▸ Lines of data:
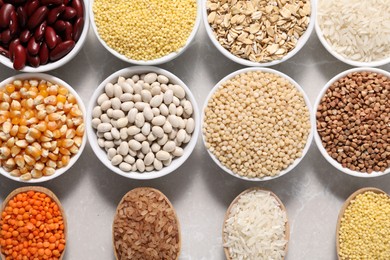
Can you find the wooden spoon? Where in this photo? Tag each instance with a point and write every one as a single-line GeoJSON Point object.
{"type": "Point", "coordinates": [282, 207]}
{"type": "Point", "coordinates": [48, 193]}
{"type": "Point", "coordinates": [346, 204]}
{"type": "Point", "coordinates": [159, 193]}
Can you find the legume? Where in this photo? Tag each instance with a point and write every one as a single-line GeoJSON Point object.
{"type": "Point", "coordinates": [145, 29]}
{"type": "Point", "coordinates": [256, 124]}
{"type": "Point", "coordinates": [41, 128]}
{"type": "Point", "coordinates": [38, 32]}
{"type": "Point", "coordinates": [258, 30]}
{"type": "Point", "coordinates": [364, 228]}
{"type": "Point", "coordinates": [353, 121]}
{"type": "Point", "coordinates": [143, 122]}
{"type": "Point", "coordinates": [146, 226]}
{"type": "Point", "coordinates": [32, 227]}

▸ AIM: Please rewrite the stretch from the line containing "Can you find the legume?" through the end of the lines, replacing "instance" with "occurrence" and leaving everything else unchanged.

▸ TASK RESULT:
Can you find the legume? Where in this photo? Tag each occurrence with a point and write every one as a single-line GeoJSON Point object.
{"type": "Point", "coordinates": [145, 29]}
{"type": "Point", "coordinates": [256, 124]}
{"type": "Point", "coordinates": [41, 128]}
{"type": "Point", "coordinates": [38, 32]}
{"type": "Point", "coordinates": [258, 30]}
{"type": "Point", "coordinates": [364, 228]}
{"type": "Point", "coordinates": [353, 121]}
{"type": "Point", "coordinates": [143, 122]}
{"type": "Point", "coordinates": [146, 226]}
{"type": "Point", "coordinates": [32, 227]}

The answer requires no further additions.